Input for this task.
***
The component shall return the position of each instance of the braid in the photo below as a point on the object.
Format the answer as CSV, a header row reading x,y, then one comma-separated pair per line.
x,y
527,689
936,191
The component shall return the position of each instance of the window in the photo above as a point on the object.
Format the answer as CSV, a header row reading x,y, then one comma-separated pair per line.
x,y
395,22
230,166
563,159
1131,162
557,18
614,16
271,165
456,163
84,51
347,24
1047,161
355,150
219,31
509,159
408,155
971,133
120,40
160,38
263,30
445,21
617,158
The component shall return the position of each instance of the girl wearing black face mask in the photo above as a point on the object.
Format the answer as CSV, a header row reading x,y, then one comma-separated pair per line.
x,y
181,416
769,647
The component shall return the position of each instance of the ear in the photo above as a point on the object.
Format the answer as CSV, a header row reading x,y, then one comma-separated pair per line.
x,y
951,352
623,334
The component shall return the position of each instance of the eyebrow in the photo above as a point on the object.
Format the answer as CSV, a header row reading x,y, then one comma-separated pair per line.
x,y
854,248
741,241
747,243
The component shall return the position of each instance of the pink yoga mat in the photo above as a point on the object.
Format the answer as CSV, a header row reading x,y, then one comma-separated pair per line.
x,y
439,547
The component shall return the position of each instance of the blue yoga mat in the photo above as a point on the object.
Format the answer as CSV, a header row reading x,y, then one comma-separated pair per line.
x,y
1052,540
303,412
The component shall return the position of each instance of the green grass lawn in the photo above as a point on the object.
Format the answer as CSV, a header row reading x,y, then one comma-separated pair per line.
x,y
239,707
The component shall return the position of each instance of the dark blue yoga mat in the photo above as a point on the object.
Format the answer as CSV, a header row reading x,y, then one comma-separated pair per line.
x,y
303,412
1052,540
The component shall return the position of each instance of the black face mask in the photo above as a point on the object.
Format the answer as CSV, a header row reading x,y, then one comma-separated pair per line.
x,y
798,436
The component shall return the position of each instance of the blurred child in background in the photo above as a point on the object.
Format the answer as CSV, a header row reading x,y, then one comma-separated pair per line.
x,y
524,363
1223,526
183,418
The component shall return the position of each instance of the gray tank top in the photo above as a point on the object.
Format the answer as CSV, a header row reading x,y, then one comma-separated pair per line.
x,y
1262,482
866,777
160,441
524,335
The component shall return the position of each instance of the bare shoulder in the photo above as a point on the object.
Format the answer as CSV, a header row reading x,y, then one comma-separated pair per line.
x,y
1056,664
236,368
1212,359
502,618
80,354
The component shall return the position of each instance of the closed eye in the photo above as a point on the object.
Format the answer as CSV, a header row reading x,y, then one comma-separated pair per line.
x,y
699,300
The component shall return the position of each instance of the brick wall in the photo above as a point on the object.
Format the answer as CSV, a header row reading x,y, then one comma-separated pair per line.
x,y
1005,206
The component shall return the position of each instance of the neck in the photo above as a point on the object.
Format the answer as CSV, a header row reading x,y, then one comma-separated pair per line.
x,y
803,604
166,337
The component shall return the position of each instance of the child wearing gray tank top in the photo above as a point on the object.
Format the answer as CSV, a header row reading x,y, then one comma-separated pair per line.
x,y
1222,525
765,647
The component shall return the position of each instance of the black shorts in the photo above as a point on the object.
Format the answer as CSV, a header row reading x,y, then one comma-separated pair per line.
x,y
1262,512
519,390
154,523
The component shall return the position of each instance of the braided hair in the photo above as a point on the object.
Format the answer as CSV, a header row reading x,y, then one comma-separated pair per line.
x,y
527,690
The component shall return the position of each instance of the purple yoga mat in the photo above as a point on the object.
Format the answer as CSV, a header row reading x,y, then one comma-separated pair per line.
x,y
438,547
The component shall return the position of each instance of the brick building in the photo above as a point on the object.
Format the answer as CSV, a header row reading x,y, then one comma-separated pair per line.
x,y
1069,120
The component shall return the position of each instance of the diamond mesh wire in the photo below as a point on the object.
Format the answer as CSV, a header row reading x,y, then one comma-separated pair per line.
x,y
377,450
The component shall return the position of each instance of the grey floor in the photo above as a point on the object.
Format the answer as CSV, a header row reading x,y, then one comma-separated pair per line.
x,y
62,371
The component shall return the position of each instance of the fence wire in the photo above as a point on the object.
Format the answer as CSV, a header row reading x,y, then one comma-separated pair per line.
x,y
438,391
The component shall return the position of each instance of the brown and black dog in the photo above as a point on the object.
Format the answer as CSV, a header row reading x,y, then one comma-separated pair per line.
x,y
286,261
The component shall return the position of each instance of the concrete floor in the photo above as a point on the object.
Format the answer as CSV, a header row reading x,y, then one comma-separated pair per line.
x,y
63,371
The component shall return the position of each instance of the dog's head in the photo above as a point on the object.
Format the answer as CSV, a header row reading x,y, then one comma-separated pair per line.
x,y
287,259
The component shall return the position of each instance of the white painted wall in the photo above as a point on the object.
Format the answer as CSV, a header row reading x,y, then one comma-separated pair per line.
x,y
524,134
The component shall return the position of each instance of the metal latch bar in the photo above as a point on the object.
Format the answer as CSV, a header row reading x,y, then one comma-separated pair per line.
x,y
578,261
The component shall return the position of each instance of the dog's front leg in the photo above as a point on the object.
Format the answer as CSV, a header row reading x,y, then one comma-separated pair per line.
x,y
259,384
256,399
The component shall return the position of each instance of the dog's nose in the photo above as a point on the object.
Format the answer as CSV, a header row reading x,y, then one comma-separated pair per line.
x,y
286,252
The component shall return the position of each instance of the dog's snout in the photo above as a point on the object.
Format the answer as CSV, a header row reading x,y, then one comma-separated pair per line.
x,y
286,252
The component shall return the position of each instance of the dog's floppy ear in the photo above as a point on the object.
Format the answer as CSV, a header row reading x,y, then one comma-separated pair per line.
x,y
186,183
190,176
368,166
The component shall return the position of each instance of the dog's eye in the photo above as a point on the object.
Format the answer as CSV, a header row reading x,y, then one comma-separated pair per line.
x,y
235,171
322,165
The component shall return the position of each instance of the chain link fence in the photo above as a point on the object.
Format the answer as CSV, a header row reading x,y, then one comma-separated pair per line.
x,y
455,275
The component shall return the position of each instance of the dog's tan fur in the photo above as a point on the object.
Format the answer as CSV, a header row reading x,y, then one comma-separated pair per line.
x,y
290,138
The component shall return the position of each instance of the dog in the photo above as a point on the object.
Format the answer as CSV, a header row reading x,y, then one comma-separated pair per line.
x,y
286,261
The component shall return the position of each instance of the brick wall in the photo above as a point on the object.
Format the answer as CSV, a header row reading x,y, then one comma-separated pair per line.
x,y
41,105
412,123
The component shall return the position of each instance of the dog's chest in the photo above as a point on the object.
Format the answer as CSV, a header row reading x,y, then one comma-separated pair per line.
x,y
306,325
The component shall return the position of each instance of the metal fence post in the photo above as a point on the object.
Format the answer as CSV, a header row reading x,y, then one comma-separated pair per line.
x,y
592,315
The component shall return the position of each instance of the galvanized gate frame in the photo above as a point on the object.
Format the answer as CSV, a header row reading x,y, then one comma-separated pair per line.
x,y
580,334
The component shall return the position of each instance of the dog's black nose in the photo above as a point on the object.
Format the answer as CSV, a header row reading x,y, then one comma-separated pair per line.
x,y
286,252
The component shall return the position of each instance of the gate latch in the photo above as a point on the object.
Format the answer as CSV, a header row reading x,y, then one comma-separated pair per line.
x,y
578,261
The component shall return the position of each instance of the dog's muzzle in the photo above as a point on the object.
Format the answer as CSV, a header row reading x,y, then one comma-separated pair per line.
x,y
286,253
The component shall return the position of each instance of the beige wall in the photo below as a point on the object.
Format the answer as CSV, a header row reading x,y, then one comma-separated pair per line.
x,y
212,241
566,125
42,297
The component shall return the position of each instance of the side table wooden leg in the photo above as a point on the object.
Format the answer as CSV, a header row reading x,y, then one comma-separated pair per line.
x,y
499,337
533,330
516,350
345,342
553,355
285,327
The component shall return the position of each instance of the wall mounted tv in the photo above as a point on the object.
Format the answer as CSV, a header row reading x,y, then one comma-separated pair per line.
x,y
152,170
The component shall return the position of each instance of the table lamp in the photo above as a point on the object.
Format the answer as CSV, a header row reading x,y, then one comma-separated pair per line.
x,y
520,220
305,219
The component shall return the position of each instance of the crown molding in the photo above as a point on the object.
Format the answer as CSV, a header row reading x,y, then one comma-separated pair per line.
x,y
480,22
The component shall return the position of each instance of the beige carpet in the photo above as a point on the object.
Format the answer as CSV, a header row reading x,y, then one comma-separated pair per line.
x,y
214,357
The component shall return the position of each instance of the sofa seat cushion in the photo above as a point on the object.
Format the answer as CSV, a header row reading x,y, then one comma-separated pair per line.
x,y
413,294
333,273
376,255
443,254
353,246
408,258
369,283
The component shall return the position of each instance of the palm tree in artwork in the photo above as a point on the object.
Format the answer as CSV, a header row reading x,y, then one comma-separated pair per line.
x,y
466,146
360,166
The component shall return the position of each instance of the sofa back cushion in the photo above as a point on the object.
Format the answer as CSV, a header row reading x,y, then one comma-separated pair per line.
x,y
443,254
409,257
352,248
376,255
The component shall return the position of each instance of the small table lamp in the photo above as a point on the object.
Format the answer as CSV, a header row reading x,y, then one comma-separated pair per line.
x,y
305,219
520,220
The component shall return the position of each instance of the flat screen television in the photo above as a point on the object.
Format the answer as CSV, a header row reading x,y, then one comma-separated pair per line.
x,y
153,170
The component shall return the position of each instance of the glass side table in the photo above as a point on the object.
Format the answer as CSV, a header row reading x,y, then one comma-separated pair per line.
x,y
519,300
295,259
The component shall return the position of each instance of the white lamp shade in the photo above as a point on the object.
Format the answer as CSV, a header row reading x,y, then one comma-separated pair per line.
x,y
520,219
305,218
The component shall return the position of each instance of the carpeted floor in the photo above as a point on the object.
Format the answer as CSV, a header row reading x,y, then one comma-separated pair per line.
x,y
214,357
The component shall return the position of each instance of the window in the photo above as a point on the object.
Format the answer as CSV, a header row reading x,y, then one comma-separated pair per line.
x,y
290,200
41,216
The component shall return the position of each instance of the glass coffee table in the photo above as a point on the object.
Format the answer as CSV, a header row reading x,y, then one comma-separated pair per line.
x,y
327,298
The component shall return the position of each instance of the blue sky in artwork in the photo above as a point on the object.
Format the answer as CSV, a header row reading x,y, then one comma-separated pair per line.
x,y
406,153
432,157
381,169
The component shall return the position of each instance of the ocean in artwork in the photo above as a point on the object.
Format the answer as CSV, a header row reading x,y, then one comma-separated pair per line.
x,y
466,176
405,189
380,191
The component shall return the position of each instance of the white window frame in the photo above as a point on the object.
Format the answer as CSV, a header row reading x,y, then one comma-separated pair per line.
***
Description of the task. Arrange the lines from the one containing "of the ocean" through the final line above, both included, as a JSON list of strings with one string per line and no blank lines.

Worked solution.
[
  "The component shall return the position of each instance of the ocean in artwork in the photo above as a point on the object.",
  "Format the answer as CSV, a header row reading x,y, then one comma-separated pair per line.",
  "x,y",
  "466,176",
  "405,189",
  "380,191",
  "The component shall return the position of each instance of the white window frame in the photo above as a point on the object.",
  "Format the answer as CSV, a header row reading x,y, then one comma-separated pair per line."
]